§ **Page extract**:
○ ○ ○
Sounds good. I should find out more details (how many miles, etc.). Thanks for the tip!


----------



## Crack Monkey

skhan007 said:


> Sounds good. I should find out more details (how many miles, etc.). Thanks for the tip!


The loop is about 28 miles. There are several bail-out points if you want shorter. Adam, the shop manager, is usually there 15-20 minutes early. It's a no drop ride. Usually at least 15 people on the ride, way more than that when the weather is nice. Ride goes year round, though usually cancelled for rain, and goes off-road (mountian bike to Lake Fairfax) if there's snow on the ground. Adam also keeps an email list for ride announcements (on/off, changes, etc).


----------



## skhan007

Hey, thanks again. I'll definitely follow up. Not sure how brave I feel about early AM rides as the temp continues to drop! Need to develop a thicker skin or get warmer gear.


----------



## dcorn

There is also a ride from the Ashburn Spokes Etc. on saturdays when the weather is nice. An old guy by the name of Tim Taylor usually heads it up, meets at 9am usually. We'll generally go 30 miles or so, maybe more or less, but easy to extend it if you want. Lots of rollers out there in that area. 

Sunday morning ride at 8:30 am from the Quaker Lane Spokes in Alexandria for those closer to DC. These guys ride a little stronger, vary the route, and usually do around 40 miles. 

Lots of local shop rides on the weekends and some during the week. I usually try to bust out some miles on the trail during the week, then hook up with a group ride or two on the weekend if I have time. I'm in Columbia Heights, DC. 


I bought a new headlight, so I went out for my first actual 'night' ride last night. It's really nice having the trail almost to yourself and the headlight makes it look like damn near daytime. Really enjoyed it.


----------



## Bye Sickle

I am in DC as well. I liked the FreshBikes rides during the summer. Those were a blast. Huge crowds showed up. Wasn't expecting that many participants. I've heard that Bike Rack has a long, 60-mile Sunday ride but it starts too early for me and goes longer than what I'd like. And all these 8:30 AM starts don't account for us who like to damage our health on Saturday nights.
○ ○ ○
§ **Items**:
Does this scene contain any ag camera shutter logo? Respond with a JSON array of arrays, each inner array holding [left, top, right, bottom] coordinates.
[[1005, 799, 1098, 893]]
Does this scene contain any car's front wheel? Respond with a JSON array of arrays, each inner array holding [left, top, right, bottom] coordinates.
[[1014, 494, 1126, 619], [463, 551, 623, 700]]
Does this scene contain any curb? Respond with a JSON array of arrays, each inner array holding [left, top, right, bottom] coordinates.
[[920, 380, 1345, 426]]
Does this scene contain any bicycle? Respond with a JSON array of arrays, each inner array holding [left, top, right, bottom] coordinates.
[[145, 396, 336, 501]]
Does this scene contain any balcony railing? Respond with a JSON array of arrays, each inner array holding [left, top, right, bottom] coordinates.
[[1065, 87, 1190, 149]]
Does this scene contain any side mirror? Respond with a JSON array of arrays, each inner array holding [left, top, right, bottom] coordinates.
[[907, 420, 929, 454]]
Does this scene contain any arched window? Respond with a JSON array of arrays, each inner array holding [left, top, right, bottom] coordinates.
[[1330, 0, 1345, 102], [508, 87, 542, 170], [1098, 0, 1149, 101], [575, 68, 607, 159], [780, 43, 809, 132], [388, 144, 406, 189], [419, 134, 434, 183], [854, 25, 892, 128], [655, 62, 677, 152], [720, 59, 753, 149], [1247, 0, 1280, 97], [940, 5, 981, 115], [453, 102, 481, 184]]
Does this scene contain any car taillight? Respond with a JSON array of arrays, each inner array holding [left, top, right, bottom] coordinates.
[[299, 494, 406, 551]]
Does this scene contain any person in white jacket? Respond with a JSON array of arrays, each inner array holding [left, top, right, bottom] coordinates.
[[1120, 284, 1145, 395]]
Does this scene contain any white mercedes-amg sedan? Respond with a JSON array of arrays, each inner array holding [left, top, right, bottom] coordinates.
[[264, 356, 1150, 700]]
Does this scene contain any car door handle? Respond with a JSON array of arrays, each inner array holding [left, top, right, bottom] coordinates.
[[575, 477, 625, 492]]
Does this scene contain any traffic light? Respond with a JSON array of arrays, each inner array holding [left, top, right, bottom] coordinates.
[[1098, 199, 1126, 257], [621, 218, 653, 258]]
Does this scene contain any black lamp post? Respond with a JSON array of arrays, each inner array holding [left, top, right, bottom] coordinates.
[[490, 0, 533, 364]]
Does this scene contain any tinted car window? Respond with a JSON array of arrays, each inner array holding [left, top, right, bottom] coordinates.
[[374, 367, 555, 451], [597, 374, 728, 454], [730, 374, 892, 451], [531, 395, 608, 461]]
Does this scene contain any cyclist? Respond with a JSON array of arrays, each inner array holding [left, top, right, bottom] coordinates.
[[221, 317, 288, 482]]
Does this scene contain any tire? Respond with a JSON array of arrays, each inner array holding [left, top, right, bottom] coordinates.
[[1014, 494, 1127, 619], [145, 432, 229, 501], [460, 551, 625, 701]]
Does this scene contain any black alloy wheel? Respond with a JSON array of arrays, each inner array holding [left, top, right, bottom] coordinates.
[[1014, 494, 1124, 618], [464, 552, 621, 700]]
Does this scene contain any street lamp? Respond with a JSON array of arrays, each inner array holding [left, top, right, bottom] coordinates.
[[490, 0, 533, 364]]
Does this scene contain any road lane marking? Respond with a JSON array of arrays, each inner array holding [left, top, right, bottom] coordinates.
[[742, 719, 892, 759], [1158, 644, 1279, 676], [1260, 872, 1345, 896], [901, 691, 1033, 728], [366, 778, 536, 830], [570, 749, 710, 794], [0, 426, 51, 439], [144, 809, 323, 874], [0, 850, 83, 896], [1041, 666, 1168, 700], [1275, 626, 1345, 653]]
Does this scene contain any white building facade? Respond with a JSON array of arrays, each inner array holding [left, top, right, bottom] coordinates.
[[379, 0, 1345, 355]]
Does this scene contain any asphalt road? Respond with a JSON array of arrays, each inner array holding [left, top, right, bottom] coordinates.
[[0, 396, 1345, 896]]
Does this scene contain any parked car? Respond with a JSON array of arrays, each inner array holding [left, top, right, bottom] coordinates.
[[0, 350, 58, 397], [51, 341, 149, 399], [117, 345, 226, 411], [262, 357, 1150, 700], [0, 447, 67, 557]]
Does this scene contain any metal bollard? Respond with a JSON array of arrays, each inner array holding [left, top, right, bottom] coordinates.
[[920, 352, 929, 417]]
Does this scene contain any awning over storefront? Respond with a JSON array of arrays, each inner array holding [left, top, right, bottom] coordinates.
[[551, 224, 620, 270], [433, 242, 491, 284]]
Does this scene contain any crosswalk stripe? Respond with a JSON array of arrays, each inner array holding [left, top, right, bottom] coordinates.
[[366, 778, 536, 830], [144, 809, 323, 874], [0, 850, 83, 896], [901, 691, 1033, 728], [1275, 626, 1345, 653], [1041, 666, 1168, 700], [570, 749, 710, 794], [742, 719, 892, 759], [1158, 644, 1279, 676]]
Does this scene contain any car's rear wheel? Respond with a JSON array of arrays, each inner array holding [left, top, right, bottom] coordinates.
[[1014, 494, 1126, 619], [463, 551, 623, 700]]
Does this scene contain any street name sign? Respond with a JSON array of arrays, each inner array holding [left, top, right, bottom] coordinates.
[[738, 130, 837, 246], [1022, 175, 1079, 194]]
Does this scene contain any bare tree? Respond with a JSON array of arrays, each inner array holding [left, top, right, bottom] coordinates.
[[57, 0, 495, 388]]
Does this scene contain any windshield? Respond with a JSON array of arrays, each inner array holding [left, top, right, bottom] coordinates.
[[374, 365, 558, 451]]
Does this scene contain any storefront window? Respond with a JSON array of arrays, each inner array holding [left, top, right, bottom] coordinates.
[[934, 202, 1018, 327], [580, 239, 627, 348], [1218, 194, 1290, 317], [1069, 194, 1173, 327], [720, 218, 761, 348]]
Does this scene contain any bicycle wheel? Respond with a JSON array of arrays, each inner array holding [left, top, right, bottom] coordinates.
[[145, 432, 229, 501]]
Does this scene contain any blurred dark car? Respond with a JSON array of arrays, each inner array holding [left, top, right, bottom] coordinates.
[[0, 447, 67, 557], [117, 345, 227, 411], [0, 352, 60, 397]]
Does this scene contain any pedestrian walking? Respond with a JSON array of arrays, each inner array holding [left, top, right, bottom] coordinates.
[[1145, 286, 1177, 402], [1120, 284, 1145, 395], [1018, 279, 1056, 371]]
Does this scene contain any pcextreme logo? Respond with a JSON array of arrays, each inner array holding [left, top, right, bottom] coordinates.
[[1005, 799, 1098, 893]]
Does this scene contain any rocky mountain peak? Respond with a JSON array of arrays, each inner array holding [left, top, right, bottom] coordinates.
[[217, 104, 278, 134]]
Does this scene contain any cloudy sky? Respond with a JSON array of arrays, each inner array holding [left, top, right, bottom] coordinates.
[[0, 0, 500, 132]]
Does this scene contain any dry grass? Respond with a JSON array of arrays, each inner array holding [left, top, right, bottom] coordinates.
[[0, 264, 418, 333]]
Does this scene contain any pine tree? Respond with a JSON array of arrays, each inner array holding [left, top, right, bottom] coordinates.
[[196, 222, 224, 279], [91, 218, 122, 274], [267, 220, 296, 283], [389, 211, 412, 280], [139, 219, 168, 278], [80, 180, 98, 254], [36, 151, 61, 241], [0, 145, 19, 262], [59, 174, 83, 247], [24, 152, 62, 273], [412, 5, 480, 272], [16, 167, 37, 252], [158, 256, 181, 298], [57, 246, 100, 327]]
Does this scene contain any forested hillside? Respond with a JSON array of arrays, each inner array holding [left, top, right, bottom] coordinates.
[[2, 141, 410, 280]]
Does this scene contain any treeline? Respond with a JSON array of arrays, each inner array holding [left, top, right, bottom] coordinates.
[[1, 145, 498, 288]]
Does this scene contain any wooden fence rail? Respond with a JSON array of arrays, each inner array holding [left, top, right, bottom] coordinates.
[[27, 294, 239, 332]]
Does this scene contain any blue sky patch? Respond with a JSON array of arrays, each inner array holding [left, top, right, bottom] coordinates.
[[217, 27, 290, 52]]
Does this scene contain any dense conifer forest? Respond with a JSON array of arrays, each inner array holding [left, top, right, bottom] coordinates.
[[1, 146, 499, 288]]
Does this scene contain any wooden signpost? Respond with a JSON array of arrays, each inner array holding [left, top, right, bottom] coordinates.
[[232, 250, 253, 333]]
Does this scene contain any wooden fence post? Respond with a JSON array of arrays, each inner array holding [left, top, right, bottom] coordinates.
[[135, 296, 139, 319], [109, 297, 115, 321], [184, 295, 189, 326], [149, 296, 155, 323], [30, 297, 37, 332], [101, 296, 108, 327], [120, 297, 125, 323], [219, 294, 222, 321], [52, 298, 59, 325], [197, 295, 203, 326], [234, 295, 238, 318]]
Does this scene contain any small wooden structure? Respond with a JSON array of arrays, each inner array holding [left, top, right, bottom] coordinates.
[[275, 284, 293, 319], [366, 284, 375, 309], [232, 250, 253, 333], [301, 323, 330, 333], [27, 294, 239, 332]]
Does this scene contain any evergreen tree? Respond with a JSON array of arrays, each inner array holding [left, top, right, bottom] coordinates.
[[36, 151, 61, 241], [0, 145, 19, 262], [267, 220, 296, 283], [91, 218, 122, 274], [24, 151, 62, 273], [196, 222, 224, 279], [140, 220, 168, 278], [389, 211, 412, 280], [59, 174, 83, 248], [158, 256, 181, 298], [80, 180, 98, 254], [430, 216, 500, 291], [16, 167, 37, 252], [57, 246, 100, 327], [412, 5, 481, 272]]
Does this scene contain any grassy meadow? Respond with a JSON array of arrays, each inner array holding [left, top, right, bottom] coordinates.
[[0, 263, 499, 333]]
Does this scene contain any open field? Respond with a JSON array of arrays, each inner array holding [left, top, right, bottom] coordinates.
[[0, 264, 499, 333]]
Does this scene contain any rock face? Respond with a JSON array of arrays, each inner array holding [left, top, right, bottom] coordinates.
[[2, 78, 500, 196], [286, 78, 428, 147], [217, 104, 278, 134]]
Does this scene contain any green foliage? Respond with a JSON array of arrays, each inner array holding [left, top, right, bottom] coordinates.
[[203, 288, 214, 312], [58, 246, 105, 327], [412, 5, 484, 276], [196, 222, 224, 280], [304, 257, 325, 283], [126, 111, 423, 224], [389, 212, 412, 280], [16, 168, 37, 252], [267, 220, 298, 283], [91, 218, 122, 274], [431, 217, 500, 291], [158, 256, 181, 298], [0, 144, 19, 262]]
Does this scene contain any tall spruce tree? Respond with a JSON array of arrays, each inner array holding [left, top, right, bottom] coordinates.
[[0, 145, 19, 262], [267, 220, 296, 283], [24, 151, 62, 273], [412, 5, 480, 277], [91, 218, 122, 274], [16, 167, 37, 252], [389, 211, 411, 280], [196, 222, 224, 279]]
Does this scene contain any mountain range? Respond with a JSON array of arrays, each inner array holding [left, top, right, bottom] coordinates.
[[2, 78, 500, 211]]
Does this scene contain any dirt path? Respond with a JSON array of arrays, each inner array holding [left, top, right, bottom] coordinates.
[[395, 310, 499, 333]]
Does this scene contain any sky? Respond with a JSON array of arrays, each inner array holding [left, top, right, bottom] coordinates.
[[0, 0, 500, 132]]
○ ○ ○
§ **Your instructions**:
Can you reproduce the whole forum thread about local group bike rides, word for word?

§ **Response to the task**:
Sounds good. I should find out more details (how many miles, etc.). Thanks for the tip!


----------



## Crack Monkey

skhan007 said:


> Sounds good. I should find out more details (how many miles, etc.). Thanks for the tip!


The loop is about 28 miles. There are several bail-out points if you want shorter. Adam, the shop manager, is usually there 15-20 minutes early. It's a no drop ride. Usually at least 15 people on the ride, way more than that when the weather is nice. Ride goes year round, though usually cancelled for rain, and goes off-road (mountian bike to Lake Fairfax) if there's snow on the ground. Adam also keeps an email list for ride announcements (on/off, changes, etc).


----------



## skhan007

Hey, thanks again. I'll definitely follow up. Not sure how brave I feel about early AM rides as the temp continues to drop! Need to develop a thicker skin or get warmer gear.


----------



## dcorn

There is also a ride from the Ashburn Spokes Etc. on saturdays when the weather is nice. An old guy by the name of Tim Taylor usually heads it up, meets at 9am usually. We'll generally go 30 miles or so, maybe more or less, but easy to extend it if you want. Lots of rollers out there in that area. 

Sunday morning ride at 8:30 am from the Quaker Lane Spokes in Alexandria for those closer to DC. These guys ride a little stronger, vary the route, and usually do around 40 miles. 

Lots of local shop rides on the weekends and some during the week. I usually try to bust out some miles on the trail during the week, then hook up with a group ride or two on the weekend if I have time. I'm in Columbia Heights, DC. 


I bought a new headlight, so I went out for my first actual 'night' ride last night. It's really nice having the trail almost to yourself and the headlight makes it look like damn near daytime. Really enjoyed it.


----------



## Bye Sickle

I am in DC as well. I liked the FreshBikes rides during the summer. Those were a blast. Huge crowds showed up. Wasn't expecting that many participants. I've heard that Bike Rack has a long, 60-mile Sunday ride but it starts too early for me and goes longer than what I'd like. And all these 8:30 AM starts don't account for us who like to damage our health on Saturday nights.